> [The tasks]:
- A) In the forum thread about the Mac OS X screen saver, what does the screen saver draw along with writing out the computer's name?
- B) Continue the forum thread about the Mac OS X screen saver, starting after its final sentence.

# Start of Text provided

# MacOS X Screen Saver?!



## Quattro (Sep 13, 2000)

MacAddict.com has a bunch of screen shots from PB, a couple of the screen shots are of a screen saver preference panel!

MacOS is finally going to have a built in screen saver.  Woo Hoo!


----------



## marin (Sep 18, 2000)

Yep, it's true. It has a screensaver. It's not very powerful, though. It draws an Apple logo and writes out your computer's name. Yes, that's it. Also there is no password-protection. But there are possibilities for adding Scr eenSaver modules, which is good.


----------



## micke (Sep 18, 2000)

Steve Jobs had a nice screen saver on his OSX machine in Paris.
It took all his icons and displayed them randomly on his screen like the flying toasters on steroids.


----------



## grease (Sep 20, 2000)

I setup my screensaver and left my machine for the night. Upon my return this morning, it was frozen solid. Perhaps there are conflicts between the screensaver and energy settings. Anyway, hope to see modules real soon that allow functionality and security to the screensaver.

# End of Text provided
# Start of Data rows

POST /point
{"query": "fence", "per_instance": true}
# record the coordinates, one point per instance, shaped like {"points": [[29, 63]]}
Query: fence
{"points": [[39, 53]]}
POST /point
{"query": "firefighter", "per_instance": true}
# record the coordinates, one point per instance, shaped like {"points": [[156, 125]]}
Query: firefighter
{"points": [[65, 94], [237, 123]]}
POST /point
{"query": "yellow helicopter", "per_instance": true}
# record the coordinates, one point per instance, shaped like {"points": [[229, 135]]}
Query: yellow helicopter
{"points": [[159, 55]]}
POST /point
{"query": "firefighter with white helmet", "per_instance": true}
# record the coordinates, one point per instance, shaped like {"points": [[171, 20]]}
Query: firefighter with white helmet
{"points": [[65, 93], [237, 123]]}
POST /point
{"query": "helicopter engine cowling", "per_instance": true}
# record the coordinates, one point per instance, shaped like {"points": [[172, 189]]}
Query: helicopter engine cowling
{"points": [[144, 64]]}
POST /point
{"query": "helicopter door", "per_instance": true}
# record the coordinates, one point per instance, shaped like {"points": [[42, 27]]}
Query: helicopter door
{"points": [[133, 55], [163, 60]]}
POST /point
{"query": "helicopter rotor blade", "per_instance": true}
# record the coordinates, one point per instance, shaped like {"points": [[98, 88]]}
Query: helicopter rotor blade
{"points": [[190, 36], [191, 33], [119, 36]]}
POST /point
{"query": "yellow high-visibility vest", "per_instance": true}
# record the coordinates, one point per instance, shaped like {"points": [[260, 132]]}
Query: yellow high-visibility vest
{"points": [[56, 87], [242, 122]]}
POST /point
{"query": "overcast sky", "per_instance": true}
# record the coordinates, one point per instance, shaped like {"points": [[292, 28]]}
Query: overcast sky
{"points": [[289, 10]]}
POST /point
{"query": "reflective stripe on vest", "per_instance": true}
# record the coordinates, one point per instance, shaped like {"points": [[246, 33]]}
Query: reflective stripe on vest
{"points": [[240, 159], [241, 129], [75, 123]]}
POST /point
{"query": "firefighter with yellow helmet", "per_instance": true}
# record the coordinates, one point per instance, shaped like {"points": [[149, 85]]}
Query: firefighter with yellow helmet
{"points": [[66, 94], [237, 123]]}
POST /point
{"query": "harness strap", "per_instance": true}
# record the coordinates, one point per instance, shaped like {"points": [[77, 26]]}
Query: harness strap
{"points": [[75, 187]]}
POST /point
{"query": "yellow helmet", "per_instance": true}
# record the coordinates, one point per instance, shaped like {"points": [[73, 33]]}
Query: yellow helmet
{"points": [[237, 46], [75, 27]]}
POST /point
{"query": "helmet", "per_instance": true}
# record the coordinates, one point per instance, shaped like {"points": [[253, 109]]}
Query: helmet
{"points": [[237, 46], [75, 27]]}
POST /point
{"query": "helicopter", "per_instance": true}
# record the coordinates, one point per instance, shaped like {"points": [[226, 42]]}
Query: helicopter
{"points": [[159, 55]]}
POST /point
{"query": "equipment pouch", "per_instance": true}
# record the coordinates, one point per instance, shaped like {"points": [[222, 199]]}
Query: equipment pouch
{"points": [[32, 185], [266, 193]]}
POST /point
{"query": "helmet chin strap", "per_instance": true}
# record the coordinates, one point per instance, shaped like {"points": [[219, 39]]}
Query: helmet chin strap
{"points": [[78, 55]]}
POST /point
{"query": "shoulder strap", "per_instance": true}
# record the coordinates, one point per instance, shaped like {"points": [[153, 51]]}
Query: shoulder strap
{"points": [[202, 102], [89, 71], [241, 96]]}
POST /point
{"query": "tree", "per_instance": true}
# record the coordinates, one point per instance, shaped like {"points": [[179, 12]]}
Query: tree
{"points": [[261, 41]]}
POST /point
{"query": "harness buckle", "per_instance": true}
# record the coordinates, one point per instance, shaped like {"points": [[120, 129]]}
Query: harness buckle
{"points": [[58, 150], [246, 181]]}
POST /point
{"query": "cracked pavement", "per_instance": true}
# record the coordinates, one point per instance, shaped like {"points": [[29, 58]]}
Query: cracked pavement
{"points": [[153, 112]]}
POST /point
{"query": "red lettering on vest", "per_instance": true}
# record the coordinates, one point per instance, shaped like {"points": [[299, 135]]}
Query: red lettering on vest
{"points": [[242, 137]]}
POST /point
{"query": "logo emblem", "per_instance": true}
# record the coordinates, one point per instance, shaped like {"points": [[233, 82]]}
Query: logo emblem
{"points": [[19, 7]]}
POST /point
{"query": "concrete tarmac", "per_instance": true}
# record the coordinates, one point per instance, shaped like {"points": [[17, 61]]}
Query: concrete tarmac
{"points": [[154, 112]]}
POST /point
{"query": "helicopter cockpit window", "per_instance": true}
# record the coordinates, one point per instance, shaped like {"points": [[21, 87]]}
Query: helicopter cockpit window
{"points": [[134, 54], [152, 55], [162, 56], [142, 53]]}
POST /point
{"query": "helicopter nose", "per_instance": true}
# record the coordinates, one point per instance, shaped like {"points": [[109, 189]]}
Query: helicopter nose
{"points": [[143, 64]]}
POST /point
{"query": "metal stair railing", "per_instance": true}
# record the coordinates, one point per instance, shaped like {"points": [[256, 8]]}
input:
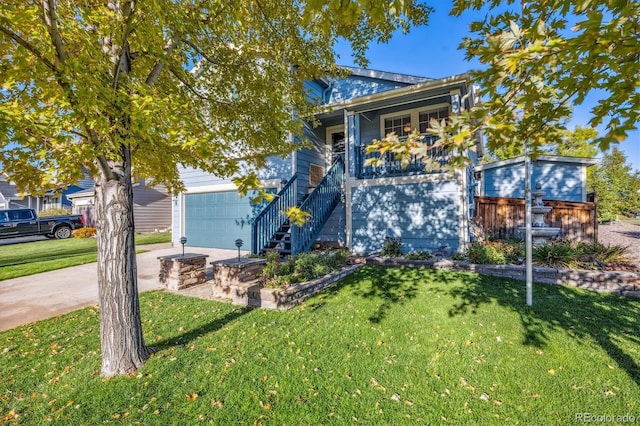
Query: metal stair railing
{"points": [[319, 204], [271, 218]]}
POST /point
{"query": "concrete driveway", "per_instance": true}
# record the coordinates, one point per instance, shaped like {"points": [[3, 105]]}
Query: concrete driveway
{"points": [[41, 296]]}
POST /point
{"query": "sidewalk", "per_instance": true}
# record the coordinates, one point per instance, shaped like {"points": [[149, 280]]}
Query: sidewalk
{"points": [[36, 297]]}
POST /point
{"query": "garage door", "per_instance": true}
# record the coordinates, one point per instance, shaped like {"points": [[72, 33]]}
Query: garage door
{"points": [[217, 219]]}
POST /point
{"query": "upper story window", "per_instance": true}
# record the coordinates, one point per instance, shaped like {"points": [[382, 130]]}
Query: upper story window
{"points": [[400, 125], [426, 117], [405, 122]]}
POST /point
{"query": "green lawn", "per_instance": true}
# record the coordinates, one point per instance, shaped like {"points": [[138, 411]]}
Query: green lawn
{"points": [[19, 260], [386, 346]]}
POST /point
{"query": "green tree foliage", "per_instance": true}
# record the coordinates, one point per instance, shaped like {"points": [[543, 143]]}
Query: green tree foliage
{"points": [[540, 58], [617, 186], [579, 142], [110, 87]]}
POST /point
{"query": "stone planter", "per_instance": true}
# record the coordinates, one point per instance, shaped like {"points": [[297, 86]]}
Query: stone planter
{"points": [[179, 271], [287, 298]]}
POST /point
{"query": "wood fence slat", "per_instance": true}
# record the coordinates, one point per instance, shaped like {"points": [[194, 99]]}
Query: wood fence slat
{"points": [[500, 217]]}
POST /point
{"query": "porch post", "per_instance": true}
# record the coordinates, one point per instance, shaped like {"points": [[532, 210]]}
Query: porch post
{"points": [[352, 139]]}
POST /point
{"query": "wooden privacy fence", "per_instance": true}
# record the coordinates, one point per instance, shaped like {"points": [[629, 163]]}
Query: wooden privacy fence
{"points": [[500, 218]]}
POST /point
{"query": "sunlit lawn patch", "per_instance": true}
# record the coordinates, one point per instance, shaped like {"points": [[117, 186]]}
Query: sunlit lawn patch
{"points": [[386, 346], [20, 260]]}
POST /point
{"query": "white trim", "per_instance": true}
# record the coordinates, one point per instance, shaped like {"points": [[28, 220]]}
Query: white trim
{"points": [[328, 142], [385, 75], [226, 187], [463, 215], [583, 177], [348, 207], [414, 114], [389, 94]]}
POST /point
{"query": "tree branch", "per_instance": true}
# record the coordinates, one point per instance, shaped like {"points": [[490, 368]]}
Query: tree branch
{"points": [[51, 22], [35, 52], [159, 65]]}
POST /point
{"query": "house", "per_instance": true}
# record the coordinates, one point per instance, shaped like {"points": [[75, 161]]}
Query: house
{"points": [[151, 207], [561, 178], [352, 205], [11, 198], [501, 208]]}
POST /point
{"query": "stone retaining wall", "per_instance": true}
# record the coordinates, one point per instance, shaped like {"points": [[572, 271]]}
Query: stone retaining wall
{"points": [[181, 271], [293, 295], [626, 283]]}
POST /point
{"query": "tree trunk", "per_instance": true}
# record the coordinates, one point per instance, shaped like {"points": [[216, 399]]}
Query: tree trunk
{"points": [[121, 340]]}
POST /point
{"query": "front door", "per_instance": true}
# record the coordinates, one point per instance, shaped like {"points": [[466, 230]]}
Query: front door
{"points": [[335, 143]]}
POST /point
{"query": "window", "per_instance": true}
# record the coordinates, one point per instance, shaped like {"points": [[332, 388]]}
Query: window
{"points": [[427, 116], [20, 215], [405, 122], [401, 126]]}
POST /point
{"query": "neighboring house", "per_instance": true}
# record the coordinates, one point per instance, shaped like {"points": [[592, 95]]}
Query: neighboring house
{"points": [[151, 207], [351, 205], [561, 178], [10, 198]]}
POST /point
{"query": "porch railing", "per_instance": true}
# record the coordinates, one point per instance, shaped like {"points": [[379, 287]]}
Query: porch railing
{"points": [[391, 165], [271, 218], [320, 204]]}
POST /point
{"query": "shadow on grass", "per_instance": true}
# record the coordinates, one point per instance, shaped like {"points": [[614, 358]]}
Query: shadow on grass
{"points": [[204, 329], [610, 320], [388, 286]]}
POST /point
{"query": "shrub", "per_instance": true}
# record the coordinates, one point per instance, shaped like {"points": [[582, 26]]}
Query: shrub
{"points": [[555, 254], [54, 212], [300, 268], [458, 256], [495, 252], [418, 255], [84, 233], [600, 253], [392, 247], [485, 253]]}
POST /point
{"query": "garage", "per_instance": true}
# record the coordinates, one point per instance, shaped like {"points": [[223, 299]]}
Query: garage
{"points": [[217, 219]]}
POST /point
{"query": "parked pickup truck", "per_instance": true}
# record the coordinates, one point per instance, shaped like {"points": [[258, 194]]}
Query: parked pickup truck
{"points": [[25, 222]]}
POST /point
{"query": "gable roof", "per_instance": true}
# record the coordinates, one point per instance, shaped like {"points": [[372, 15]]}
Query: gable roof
{"points": [[388, 76]]}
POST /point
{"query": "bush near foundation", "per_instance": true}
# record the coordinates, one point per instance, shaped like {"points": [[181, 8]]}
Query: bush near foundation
{"points": [[84, 233]]}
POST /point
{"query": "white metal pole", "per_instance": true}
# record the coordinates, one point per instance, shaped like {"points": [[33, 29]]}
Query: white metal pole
{"points": [[527, 219]]}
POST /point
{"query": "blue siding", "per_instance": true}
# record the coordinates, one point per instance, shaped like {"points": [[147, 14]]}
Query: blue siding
{"points": [[559, 181], [307, 156], [354, 87], [336, 227], [424, 215], [277, 167], [315, 91]]}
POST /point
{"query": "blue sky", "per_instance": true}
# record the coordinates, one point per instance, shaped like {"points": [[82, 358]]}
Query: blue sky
{"points": [[432, 51]]}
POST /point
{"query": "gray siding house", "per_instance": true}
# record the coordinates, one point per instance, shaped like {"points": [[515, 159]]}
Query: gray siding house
{"points": [[353, 205], [151, 207], [11, 198]]}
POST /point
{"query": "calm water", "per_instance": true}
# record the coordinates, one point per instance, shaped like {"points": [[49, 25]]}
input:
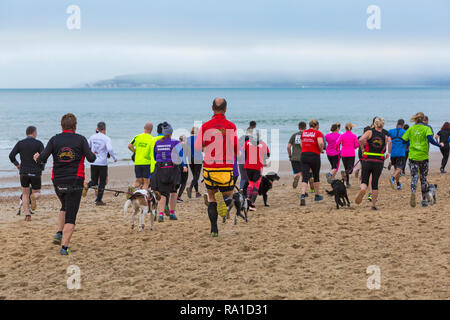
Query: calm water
{"points": [[126, 110]]}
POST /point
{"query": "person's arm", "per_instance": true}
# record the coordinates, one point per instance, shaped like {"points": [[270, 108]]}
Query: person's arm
{"points": [[110, 150], [90, 156], [13, 154]]}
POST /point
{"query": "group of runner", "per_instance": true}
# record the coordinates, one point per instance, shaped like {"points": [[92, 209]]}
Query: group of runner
{"points": [[374, 147], [161, 162]]}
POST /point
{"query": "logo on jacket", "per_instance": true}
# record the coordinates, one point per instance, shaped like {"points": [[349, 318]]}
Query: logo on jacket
{"points": [[66, 155]]}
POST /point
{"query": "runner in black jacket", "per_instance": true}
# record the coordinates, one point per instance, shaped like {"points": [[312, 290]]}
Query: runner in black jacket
{"points": [[29, 171], [69, 151]]}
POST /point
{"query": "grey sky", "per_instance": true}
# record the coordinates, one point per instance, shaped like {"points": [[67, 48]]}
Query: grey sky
{"points": [[314, 39]]}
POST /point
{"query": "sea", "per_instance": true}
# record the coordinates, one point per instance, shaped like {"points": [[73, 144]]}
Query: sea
{"points": [[277, 112]]}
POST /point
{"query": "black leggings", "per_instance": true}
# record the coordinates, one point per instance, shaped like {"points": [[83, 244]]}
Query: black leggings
{"points": [[98, 177], [445, 153], [196, 169], [70, 200], [348, 162], [310, 161], [371, 168]]}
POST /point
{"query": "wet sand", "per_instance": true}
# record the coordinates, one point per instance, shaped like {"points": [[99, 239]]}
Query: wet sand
{"points": [[284, 252]]}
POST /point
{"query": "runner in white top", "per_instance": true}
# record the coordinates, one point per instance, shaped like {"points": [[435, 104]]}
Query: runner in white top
{"points": [[100, 144]]}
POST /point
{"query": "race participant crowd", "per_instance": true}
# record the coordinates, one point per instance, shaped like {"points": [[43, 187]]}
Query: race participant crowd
{"points": [[161, 163]]}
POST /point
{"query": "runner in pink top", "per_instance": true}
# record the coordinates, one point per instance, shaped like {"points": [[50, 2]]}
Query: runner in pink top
{"points": [[332, 151], [350, 143]]}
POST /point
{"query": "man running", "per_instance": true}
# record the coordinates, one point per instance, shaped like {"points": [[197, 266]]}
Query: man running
{"points": [[294, 149], [69, 151], [140, 146], [313, 145], [100, 145], [29, 171], [218, 139], [397, 154]]}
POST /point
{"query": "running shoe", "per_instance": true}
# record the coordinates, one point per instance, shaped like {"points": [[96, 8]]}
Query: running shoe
{"points": [[33, 202], [412, 201], [318, 198], [302, 200], [392, 181], [57, 239], [85, 188], [360, 196], [295, 183], [221, 205], [65, 252]]}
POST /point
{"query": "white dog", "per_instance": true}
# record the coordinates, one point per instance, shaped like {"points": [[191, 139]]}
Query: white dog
{"points": [[142, 202]]}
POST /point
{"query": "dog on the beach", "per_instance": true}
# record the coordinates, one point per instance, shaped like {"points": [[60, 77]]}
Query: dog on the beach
{"points": [[142, 202], [241, 203], [339, 192], [266, 184], [430, 196]]}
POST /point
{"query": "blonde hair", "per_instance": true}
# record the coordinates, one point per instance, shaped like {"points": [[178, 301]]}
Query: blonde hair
{"points": [[418, 117], [378, 122], [313, 123]]}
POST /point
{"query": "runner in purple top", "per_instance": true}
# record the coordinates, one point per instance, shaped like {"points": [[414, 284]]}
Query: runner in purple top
{"points": [[167, 176], [332, 151]]}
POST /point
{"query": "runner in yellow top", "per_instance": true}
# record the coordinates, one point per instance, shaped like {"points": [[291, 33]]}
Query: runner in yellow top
{"points": [[140, 146]]}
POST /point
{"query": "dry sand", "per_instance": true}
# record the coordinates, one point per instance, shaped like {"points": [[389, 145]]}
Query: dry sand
{"points": [[284, 252]]}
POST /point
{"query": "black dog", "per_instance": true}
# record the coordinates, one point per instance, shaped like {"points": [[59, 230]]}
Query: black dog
{"points": [[340, 193], [266, 185]]}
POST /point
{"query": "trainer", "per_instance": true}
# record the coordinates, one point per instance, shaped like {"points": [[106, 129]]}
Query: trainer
{"points": [[218, 139], [29, 171], [101, 146], [69, 150]]}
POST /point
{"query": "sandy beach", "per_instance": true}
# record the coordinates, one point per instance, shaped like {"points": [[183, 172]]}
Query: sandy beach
{"points": [[284, 252]]}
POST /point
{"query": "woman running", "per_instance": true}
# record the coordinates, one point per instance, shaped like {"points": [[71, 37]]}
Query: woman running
{"points": [[184, 174], [167, 176], [350, 143], [312, 142], [256, 152], [195, 163], [374, 143], [419, 135], [332, 151], [444, 135]]}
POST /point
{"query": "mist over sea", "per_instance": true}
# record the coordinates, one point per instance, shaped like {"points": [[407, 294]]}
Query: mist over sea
{"points": [[126, 110]]}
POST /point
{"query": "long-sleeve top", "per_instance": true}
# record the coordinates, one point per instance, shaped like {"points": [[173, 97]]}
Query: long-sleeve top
{"points": [[26, 148], [349, 142], [100, 144], [69, 150]]}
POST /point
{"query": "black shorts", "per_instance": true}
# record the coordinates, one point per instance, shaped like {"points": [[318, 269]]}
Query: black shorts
{"points": [[142, 171], [334, 161], [310, 162], [296, 166], [34, 181], [398, 162]]}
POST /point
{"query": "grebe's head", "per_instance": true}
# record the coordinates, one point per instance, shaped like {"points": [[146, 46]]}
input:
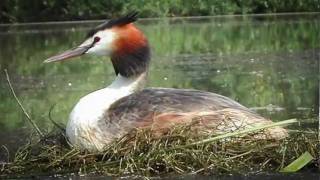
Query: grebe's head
{"points": [[119, 39]]}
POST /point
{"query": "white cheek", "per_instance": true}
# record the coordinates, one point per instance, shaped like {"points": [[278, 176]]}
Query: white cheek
{"points": [[104, 46]]}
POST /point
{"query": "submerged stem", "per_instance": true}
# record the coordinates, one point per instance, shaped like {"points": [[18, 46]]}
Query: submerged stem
{"points": [[22, 108]]}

# End of Data rows

> [Results]:
- A) An Apple logo.

- B)
----------



## slarti (Sep 20, 2000)

> _Originally posted by micke _
> *Steve Jobs had a nice screen saver on his OSX machine in Paris.
> It took all his icons and displayed them randomly on his screen like the flying toasters on steroids. *



well thats a module for FREESPACE - simple search with Sherlock (I currently can´t remember the URL). There are a lot of cool modules for it out there (OpenGL =8)

Regards,
                   Markus


----------



## VGZ (Sep 26, 2000)

Can you tell me the name of it or the address you got it from, thanks


----------



## dark3lf (Sep 26, 2000)

What would be really cool is that Matrix screensaver that's on just about every platform.


----------



## stille (Sep 28, 2000)

I think this is the URL you're looking for:

http://www.abunai.org/freespace/modules.html


----------



## Pascal (Sep 30, 2000)

Does that mean that the Mac OS screen saver is FreeSpace (or FreeSpace compatible) ?


----------



## endian (Oct 1, 2000)

it's not directly compatible, but it's supposedly not too much work to convert them


----------



## endian (Oct 1, 2000)

heh, there was just a post on the OSX dev list about this, so someone's working on it


----------



## LunaMorena (Oct 8, 2000)

I actually found a package of 7-8 OS X compatable screen savers when I was browsing Versiontracker tonight... take a look there.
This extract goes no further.